Copy every row below word for word, and leave the pictures out of your copy.

[Point labeling dataset excerpts]
:::

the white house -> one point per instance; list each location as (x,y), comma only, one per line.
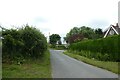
(112,30)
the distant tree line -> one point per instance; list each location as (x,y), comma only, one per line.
(81,33)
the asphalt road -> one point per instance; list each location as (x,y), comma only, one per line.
(64,66)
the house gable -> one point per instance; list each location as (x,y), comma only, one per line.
(112,30)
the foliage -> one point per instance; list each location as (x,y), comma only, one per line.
(22,43)
(84,32)
(108,65)
(106,49)
(54,38)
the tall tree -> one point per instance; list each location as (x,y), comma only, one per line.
(79,33)
(54,38)
(98,33)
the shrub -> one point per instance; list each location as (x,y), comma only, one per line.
(26,42)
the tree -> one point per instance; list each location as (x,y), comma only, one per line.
(83,31)
(99,33)
(54,38)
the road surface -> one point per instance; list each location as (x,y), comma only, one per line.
(64,66)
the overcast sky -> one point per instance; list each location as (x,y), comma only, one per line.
(58,16)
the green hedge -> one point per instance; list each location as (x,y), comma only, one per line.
(26,42)
(107,49)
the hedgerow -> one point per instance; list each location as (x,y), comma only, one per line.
(26,42)
(105,49)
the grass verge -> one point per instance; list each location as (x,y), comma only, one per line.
(32,68)
(111,66)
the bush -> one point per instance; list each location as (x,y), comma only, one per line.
(107,49)
(27,42)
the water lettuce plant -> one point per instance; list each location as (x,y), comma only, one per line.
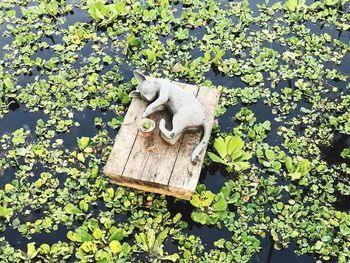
(231,153)
(281,140)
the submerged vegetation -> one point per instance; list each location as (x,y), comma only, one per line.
(280,149)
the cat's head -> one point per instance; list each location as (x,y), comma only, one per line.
(147,88)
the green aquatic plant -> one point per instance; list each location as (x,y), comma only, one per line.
(231,153)
(152,243)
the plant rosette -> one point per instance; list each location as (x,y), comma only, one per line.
(146,126)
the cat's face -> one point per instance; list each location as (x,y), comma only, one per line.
(146,86)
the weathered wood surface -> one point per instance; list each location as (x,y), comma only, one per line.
(149,163)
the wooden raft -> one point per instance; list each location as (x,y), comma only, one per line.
(149,163)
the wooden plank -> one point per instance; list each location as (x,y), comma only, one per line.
(209,99)
(125,139)
(161,162)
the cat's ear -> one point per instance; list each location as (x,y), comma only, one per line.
(140,77)
(134,94)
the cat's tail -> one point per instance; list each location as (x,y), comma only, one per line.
(202,144)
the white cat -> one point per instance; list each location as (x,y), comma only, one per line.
(188,112)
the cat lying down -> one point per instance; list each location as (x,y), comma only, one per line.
(188,113)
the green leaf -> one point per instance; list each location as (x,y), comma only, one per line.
(295,175)
(116,233)
(9,83)
(31,250)
(220,203)
(172,257)
(235,145)
(115,246)
(270,155)
(83,142)
(71,209)
(291,5)
(6,212)
(199,217)
(215,158)
(220,147)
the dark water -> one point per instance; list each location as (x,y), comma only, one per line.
(213,176)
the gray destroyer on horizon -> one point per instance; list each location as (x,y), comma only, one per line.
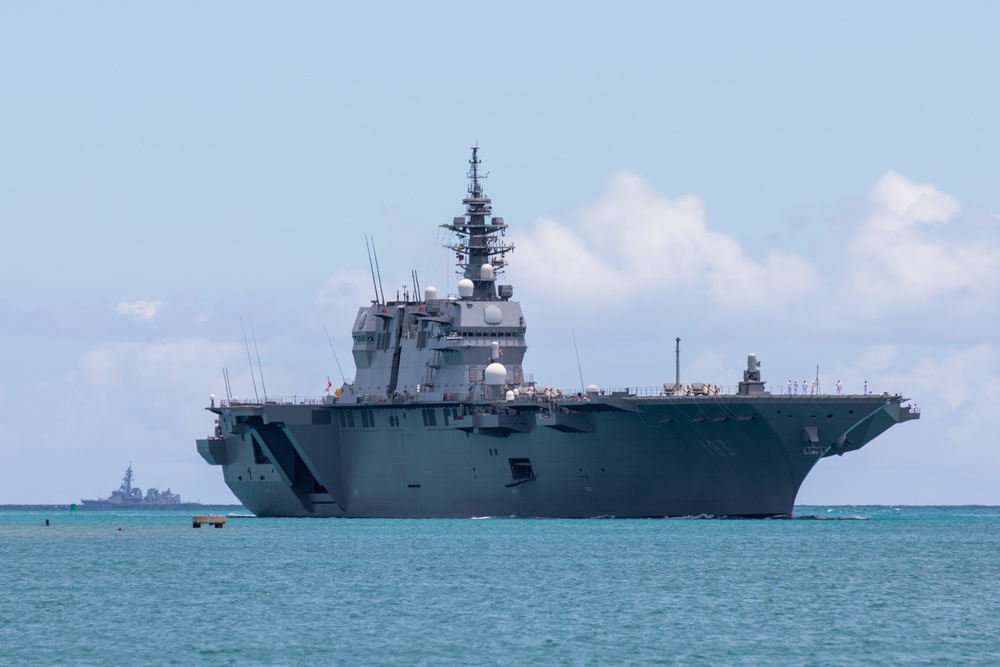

:::

→ **THE RESPONSE**
the white house -> one point per instance; list each location as (x,y), comma only, one per line.
(112,30)
the distant tree line -> one point per instance; list each location as (x,y), comma only, one per line.
(81,33)
the asphalt road -> one point per instance; list each location as (x,y), comma only, one per line.
(64,66)
the house gable -> one point per instance; list each location as (x,y), comma only, one per line.
(112,30)
the foliage -> one point per instance; list each location as (x,y), comma only, one per line.
(22,43)
(84,32)
(108,65)
(106,49)
(54,38)
the tall tree -> one point per instance; list each location as (x,y), comma only, one per line.
(79,33)
(54,38)
(98,33)
the shrub -> one point per instance; list each location as (x,y), comma only, one per line.
(26,42)
the tree -> one point per instance; list each location as (x,y), comma only, one per line.
(83,31)
(99,33)
(54,38)
the road surface -> one point per instance; list each location as (x,y), comma only, one per line.
(64,66)
the overcast sky -> one point per instance; list each location as (x,y), comma only, one per line.
(58,16)
the green hedge -> one point per instance; list each location as (x,y), comma only, one per line.
(26,42)
(107,49)
the hedgerow -> one point per instance; list each location as (x,y), comma only, one per line.
(26,42)
(105,49)
the grass verge -> one point per instance; list each location as (x,y), comma only, one per line.
(32,68)
(111,66)
the bush -> one point per instance; list each location as (x,y), comma only, one per line.
(107,49)
(27,42)
the water lettuce plant -> one point per instance; list each location as (x,y), comma only, one per line.
(231,153)
(281,140)
the submerged vegetation -> one point per instance; list each location as (x,y), comma only, one per line.
(280,149)
the cat's head -> one point per instance; list each location as (x,y), comma only, one per line.
(147,88)
the green aquatic plant -> one point per instance; list each location as (x,y), comma only, one per line.
(231,153)
(152,243)
the plant rosette -> one point per instance; list each location as (x,y), comma only, one per line.
(146,126)
the cat's face -> one point per instance; list each location as (x,y), comma only, one per line.
(146,86)
the weathered wood surface -> one point per instance; list each location as (x,y), comma only, one per line.
(149,163)
the wooden raft -> one point per instance; list each location as (x,y), comma only, one per line.
(149,163)
the wooden plank -> one point per instance; list each location as (x,y), comma only, one per line.
(209,99)
(125,139)
(161,162)
the cat's ear -> one point per instance; list each location as (x,y), comma only, one per line.
(140,77)
(134,94)
the cat's tail -> one point per instance; list each location as (x,y), comma only, one per line.
(202,144)
the white cat -> one point per instance; list each location as (x,y), comma only, one per line.
(188,112)
the cat lying down -> one point per instance; list each location as (x,y), comma only, one per line.
(188,113)
the green leaf -> one point per instance; list each location as (x,y), comma only, one per line.
(295,175)
(116,233)
(9,83)
(31,250)
(220,203)
(172,257)
(235,145)
(115,246)
(270,155)
(83,142)
(71,209)
(291,5)
(6,212)
(199,217)
(215,158)
(220,147)
the dark water -> one point per instance; list each location as (x,y), comma only, one per line.
(213,176)
the gray destroyer on horizon -> one point per instance; list each location as (x,y), comma only, one per line.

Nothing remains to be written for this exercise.